┌─ TEXTO PROPORCIONADO

No se entiende el problema catalán sin entender el modo como se construyó el Estado español -y en especial la huella del franquismo-. Hoy estamos ante el choque entre dos nacionalismos, y por eso Madrid y Barcelona no quieren negociar. Pero podrían.
Egoitz Gago Antón*
España invertebrada
En la edición para América Latina del periódico El País del 6 de octubre, Héctor Abad Faciolince manifestó su extrañeza respecto de la situación en Cataluña toda vez que – según creía él – la política española se fundaba en el consenso logrado durante la transición del franquismo a la democracia.
El comentario de Faciolince es un error de apreciación bastante generalizado acerca del proceso de transición en España, un momento muy convulsivo en la historia de este país, que se cerró en falso y dejó de lado tensiones históricas que son la causa de los conflictos políticos que hoy estamos presenciando. Estas tensiones se siguen dando de diferentes maneras entre la identidad “española” y las identidades históricas, como la vasca o la catalana.
Para entender la situación de la política española, hay que tener en cuenta una característica esencial del conflicto esto es, que la identidad de España no es un dado que parta de la homogeneidad, sino más bien el fruto de un largo proceso de contraposición de identidades políticas e históricas que han tenido distintos grados de integración. Por lo tanto España no existe como entidad unitaria: esta identidad es una imposición moderna que viene de la dictadura franquista a través de su eslogan “España, una, grande y libre”.

└─

INSTRUCCIÓN DADA: Escribe la continuación del artículo sobre el conflicto catalán y la formación del Estado español, empezando justo después de su última oración.

┌─ ENTRADAS PROPORCIONADAS

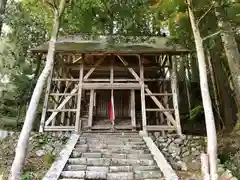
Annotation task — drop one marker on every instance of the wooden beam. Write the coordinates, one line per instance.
(90, 112)
(73, 91)
(57, 167)
(133, 113)
(143, 103)
(59, 128)
(175, 96)
(63, 94)
(45, 104)
(78, 123)
(111, 81)
(62, 110)
(161, 110)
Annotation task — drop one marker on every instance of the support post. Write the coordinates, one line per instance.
(90, 112)
(175, 96)
(133, 114)
(143, 104)
(78, 123)
(45, 104)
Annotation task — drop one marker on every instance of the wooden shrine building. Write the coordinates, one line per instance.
(137, 73)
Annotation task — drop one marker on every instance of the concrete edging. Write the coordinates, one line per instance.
(162, 163)
(56, 169)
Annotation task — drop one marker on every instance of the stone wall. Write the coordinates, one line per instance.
(184, 153)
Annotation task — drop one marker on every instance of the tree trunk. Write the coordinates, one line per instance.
(31, 112)
(207, 104)
(3, 4)
(230, 46)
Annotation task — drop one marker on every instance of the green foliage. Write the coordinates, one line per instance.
(196, 112)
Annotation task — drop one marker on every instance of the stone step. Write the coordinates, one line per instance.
(136, 168)
(109, 161)
(110, 142)
(114, 150)
(84, 174)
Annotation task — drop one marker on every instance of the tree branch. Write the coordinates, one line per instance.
(204, 14)
(212, 35)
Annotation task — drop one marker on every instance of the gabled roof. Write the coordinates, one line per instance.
(121, 45)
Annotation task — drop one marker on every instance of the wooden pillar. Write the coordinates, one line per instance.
(90, 112)
(143, 104)
(133, 114)
(78, 123)
(45, 104)
(175, 96)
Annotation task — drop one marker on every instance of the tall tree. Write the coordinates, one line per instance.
(207, 104)
(31, 112)
(3, 4)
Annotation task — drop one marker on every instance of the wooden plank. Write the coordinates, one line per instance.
(162, 163)
(45, 104)
(78, 122)
(58, 99)
(131, 70)
(133, 113)
(161, 110)
(157, 102)
(175, 97)
(73, 91)
(125, 80)
(160, 128)
(143, 103)
(205, 166)
(94, 80)
(58, 165)
(63, 94)
(90, 112)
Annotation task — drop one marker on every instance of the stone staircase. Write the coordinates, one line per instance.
(111, 156)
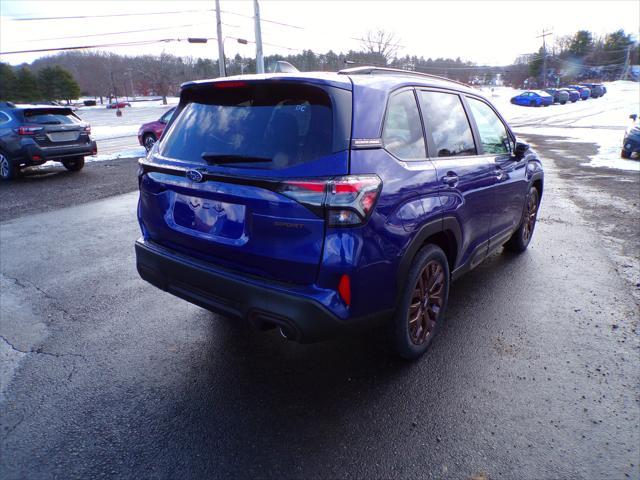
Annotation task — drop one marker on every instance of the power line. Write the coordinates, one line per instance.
(103, 45)
(122, 32)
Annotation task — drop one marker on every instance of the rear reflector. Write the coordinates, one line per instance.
(344, 289)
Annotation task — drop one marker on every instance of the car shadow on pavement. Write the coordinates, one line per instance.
(264, 405)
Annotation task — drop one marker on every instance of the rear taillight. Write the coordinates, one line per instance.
(27, 130)
(345, 201)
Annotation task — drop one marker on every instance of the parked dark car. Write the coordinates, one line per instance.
(33, 134)
(597, 89)
(631, 141)
(559, 96)
(574, 95)
(320, 203)
(533, 99)
(149, 133)
(118, 104)
(585, 92)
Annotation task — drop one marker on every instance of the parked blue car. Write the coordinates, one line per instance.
(585, 92)
(320, 203)
(533, 99)
(574, 95)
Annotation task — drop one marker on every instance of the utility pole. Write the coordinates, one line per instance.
(544, 56)
(220, 45)
(625, 70)
(256, 18)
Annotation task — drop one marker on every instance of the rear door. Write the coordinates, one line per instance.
(60, 127)
(466, 178)
(496, 144)
(232, 180)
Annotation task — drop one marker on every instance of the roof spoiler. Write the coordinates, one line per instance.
(393, 71)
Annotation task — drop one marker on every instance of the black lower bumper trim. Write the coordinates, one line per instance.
(302, 319)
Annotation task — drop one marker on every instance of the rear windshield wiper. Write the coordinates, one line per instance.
(220, 159)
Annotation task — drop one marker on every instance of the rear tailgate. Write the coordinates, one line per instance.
(229, 206)
(58, 127)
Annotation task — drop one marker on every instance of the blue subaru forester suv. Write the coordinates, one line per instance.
(327, 202)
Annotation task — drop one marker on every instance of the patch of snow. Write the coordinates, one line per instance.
(105, 132)
(601, 121)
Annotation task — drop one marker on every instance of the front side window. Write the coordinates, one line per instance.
(493, 134)
(447, 123)
(402, 133)
(167, 116)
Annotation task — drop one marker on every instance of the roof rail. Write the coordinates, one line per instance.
(398, 71)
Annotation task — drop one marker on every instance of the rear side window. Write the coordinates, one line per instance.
(402, 132)
(50, 117)
(446, 121)
(493, 134)
(265, 126)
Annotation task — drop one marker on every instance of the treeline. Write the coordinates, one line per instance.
(584, 55)
(68, 75)
(48, 83)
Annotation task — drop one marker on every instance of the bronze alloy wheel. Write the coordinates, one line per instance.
(530, 216)
(426, 302)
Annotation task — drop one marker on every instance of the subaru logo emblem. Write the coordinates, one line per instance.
(194, 175)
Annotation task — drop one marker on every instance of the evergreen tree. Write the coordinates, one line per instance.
(581, 44)
(26, 86)
(56, 83)
(7, 83)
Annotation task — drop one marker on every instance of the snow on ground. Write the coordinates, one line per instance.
(129, 153)
(601, 120)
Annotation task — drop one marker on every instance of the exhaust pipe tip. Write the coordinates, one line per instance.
(284, 333)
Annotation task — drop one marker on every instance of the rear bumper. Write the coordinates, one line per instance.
(35, 155)
(302, 317)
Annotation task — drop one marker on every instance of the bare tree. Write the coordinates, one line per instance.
(382, 43)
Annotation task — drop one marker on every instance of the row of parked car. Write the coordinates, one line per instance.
(549, 96)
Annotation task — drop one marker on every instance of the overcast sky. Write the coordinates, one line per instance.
(491, 32)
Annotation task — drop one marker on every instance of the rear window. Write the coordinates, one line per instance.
(273, 126)
(50, 117)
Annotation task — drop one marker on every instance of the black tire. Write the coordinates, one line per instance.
(8, 169)
(423, 303)
(74, 164)
(520, 239)
(148, 141)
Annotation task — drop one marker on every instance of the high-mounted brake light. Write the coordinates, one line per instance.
(345, 201)
(27, 130)
(231, 84)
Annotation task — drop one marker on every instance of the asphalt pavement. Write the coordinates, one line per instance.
(534, 375)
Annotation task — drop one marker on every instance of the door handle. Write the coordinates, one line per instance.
(450, 179)
(500, 174)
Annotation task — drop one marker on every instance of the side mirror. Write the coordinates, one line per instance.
(521, 149)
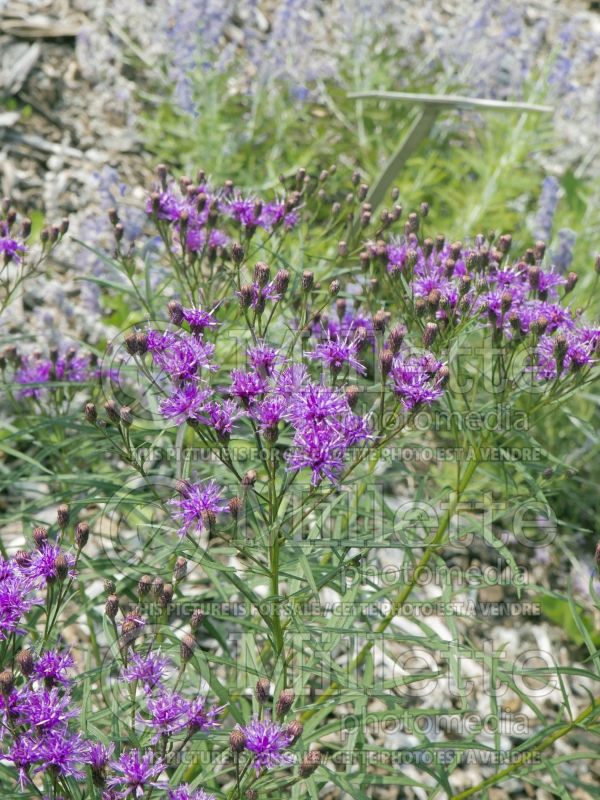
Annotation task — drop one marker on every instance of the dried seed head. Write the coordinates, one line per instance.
(263, 690)
(295, 729)
(62, 516)
(237, 740)
(187, 647)
(26, 662)
(82, 534)
(91, 415)
(309, 763)
(112, 606)
(284, 702)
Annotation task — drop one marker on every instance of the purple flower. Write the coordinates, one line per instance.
(336, 352)
(52, 667)
(11, 249)
(45, 709)
(187, 402)
(168, 714)
(197, 505)
(184, 792)
(198, 319)
(267, 740)
(149, 670)
(137, 773)
(263, 358)
(63, 753)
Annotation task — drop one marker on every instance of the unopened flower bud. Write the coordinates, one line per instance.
(352, 393)
(166, 595)
(237, 253)
(126, 416)
(570, 282)
(246, 295)
(180, 569)
(284, 702)
(91, 415)
(26, 662)
(61, 565)
(237, 740)
(309, 763)
(112, 606)
(112, 411)
(282, 280)
(308, 280)
(263, 690)
(7, 682)
(175, 311)
(40, 537)
(187, 647)
(429, 333)
(261, 273)
(196, 619)
(294, 730)
(82, 534)
(386, 360)
(62, 516)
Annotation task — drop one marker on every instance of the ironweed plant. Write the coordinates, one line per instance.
(256, 594)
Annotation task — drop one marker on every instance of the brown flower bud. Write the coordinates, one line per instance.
(82, 534)
(237, 740)
(309, 763)
(284, 702)
(112, 606)
(263, 690)
(187, 647)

└─

RESPUESTA DEL EJERCICIO:
Durante toda la historia española, estas tensiones entre el centro y la periferia se han ido resolviendo mediante pactos entre las élites políticas, normalmente después de procesos con diferentes grados de violencia. Estas soluciones venían en forma de leyes especiales, fueros o estatus diferencial para las regiones afectadas.
Franco y la transición
![]() Periodo de la dictadura de Franco en España. Foto: Wikimedia Commons |
El único momento donde se niegan estas identidades y se cierra el proceso de negociación es durante el régimen de Francisco Franco. En vez de alimentar un sentimiento de unidad nacional, este hecho polariza de forma extrema la política interna. Las consecuencias son de sobra conocidas -por ejemplo, la aparición de grupos armados ligados a las reivindicaciones territoriales, como en el caso de ETA -, pero el efecto más importante y que llega hasta nuestros días es la generación de dos formas mutuamente excluyentes de ver la política: la del centro y la de las comunidades regionales.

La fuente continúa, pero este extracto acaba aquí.